### Given passage ###

25 January 2021
2020 will be remembered as the year everything changed due to the COVID-19. Despite the pandemic, 17 countries in the WHO Eastern Mediterranean Region moved to ban tobacco use in public places in order to protect their populations from the unprecedented pandemic. For the first time, social norms on tobacco use are changing in favour of healthier behaviours, and, in turn, the Region is seeing a decline in tobacco use for the first time. But this momentum must be maintained throughout the pandemic and beyond if we are to sustain these health gains.
As part of the noncommunicable disease agenda, countries around the world have committed to reducing tobacco use by 30% by 2025. If action continues at its current pace, this target also may be achieved in the Eastern Mediterranean Region.
For those reasons, the WHO Regional Office for the Eastern Mediterranean and the Secretariat of the WHO Framework Convention on Tobacco Control (WHO FCTC) are calling on all countries of the Region – whether they are Party to the WHO FCTC or not – to continue their tobacco control efforts and also add other effective demand-reduction measures, such as price and tax increases that also provide much-needed revenue; bans on tobacco advertising, sponsorship and promotion; pictorial warnings and plain packaging for tobacco products. These measures are listed among the priorities of the Global Strategy to Accelerate Tobacco Control adopted by the Eighth Session of the Conference of the Parties to the WHO FCTC.
Controlling the tobacco supply is also a priority since cheap illegal tobacco undermines tobacco control and decreases government revenue from taxes. The Protocol to Eliminate Illicit Trade in Tobacco Products (Protocol) is the key policy tool to confront the problem; however, only seven countries in the Eastern Mediterranean Region are Parties to the Protocol. Therefore, we call on the remaining 12 Parties to the WHO FCTC in the Region to also become Parties to the Protocol.
Today, nearly 16 years after the entry into force of the WHO FCTC, the main obstacle to tobacco control continues to be interference of the tobacco industry and those who work to further its interests. In order for its multibillion-dollar business to thrive, the tobacco industry needs to replace users who die or quit by hooking the next generation of young users on tobacco and nicotine products. While there is not enough independent evidence to demonstrate that new tobacco and nicotine products will drive down tobacco use, many young people are becoming addicted to nicotine thanks to these products.
Evidence shows that full implementation of the WHO FCTC and the Protocol – through policies that countries have put in place and will continue to scale up – will reduce tobacco use. Ministers of health need to call for a whole-of-society approach to protect hard-earned achievements in tobacco control. In addition, individuals should be encouraged and assisted in taking the opportunity to quit and refrain from the use of any form of tobacco and nicotine products.
The governments of the Member States of the Eastern Mediterranean Region have built unprecedented momentum for tobacco control during the COVID-19 pandemic. Let 2021 be remembered as the year when tobacco control changed forever in the Eastern Mediterranean Region.

###

* [Problem to work on]: Reproduce the statement on tobacco control starting at "Evidence shows that" and ending at "forever in the Eastern Mediterranean Region.", substituting "Health officials" for "Ministers of health".

### Input data ###

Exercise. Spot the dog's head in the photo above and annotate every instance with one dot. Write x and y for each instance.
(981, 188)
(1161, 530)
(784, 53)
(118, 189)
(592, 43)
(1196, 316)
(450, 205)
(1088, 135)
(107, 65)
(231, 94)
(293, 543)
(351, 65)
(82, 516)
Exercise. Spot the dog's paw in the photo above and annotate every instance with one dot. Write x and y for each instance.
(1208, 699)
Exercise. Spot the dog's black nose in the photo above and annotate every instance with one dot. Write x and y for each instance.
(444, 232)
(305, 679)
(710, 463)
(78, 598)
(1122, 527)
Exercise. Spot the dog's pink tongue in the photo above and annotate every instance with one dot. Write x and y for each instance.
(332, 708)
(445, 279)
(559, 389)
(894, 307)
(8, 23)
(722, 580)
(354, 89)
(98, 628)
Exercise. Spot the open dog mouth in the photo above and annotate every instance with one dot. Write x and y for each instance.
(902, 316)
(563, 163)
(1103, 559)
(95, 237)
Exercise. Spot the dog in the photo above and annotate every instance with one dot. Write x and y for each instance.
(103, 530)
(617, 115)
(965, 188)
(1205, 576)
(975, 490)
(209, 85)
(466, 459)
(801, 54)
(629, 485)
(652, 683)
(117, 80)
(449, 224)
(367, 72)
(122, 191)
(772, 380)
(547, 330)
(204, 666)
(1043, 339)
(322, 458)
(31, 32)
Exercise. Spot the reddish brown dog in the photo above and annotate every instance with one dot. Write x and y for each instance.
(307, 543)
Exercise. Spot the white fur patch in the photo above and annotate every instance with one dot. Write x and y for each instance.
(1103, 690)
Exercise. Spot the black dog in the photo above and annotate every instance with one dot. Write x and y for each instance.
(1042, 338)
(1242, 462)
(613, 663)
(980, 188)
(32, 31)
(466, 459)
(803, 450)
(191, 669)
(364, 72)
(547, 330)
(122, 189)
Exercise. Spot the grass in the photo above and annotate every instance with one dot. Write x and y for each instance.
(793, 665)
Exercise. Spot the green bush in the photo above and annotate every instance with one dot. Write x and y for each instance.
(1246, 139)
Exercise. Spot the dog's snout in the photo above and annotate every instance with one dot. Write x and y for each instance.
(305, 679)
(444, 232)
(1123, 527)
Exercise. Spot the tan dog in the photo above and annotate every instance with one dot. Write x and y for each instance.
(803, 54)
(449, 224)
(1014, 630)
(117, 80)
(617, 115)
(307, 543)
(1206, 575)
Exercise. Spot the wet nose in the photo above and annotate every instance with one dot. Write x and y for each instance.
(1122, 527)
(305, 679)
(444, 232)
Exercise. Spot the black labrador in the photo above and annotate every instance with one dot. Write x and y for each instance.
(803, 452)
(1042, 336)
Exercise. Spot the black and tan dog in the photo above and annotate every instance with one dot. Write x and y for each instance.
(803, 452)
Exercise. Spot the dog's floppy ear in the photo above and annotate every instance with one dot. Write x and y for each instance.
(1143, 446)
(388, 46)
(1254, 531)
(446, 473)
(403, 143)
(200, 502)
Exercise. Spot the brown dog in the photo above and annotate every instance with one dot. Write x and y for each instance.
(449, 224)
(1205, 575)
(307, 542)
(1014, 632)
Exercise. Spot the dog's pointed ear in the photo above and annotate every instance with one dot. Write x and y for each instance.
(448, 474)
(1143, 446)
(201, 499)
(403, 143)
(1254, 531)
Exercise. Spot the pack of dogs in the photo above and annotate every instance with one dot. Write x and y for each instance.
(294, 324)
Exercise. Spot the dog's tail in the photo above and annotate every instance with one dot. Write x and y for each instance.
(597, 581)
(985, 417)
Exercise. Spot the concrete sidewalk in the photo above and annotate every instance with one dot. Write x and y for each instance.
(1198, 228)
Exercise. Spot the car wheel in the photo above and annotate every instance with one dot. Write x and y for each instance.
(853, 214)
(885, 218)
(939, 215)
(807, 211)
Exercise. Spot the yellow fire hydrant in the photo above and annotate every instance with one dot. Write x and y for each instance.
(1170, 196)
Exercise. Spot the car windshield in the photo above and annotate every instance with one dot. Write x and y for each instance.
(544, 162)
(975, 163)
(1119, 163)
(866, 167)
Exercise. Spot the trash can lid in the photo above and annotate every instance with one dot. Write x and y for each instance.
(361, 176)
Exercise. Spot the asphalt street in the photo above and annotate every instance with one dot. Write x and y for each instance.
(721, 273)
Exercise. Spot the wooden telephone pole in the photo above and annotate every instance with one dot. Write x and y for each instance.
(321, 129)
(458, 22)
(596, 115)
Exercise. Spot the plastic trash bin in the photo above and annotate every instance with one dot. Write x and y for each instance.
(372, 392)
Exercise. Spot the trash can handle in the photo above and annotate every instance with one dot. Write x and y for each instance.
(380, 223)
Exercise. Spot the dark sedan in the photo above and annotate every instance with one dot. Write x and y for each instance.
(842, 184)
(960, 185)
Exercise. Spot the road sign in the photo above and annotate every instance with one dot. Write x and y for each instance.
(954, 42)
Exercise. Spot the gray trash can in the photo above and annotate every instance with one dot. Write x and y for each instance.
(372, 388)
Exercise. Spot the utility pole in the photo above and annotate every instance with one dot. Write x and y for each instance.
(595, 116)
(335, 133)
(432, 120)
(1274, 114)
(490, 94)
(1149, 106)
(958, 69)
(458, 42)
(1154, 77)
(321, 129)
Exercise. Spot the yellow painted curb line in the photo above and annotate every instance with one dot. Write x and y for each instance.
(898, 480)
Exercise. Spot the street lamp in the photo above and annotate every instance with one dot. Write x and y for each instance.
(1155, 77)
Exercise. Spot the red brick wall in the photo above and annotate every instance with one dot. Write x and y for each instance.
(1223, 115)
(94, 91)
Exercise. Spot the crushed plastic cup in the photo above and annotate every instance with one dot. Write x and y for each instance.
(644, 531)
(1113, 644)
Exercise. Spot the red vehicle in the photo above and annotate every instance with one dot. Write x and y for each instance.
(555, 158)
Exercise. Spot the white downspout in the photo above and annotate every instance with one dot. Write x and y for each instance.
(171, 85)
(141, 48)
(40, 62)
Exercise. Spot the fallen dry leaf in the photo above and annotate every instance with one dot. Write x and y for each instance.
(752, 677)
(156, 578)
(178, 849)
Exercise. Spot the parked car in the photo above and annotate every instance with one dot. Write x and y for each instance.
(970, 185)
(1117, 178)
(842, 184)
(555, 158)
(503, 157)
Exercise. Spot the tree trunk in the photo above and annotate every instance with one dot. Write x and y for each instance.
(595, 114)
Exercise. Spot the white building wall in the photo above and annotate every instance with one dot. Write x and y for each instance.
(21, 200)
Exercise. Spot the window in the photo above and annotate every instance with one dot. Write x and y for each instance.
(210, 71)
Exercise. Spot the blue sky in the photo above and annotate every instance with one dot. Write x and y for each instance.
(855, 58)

###

* [Written solution]:
Evidence shows that full implementation of the WHO FCTC and the Protocol – through policies that countries have put in place and will continue to scale up – will reduce tobacco use. Health officials need to call for a whole-of-society approach to protect hard-earned achievements in tobacco control. In addition, individuals should be encouraged and assisted in taking the opportunity to quit and refrain from the use of any form of tobacco and nicotine products.
The governments of the Member States of the Eastern Mediterranean Region have built unprecedented momentum for tobacco control during the COVID-19 pandemic. Let 2021 be remembered as the year when tobacco control changed forever in the Eastern Mediterranean Region.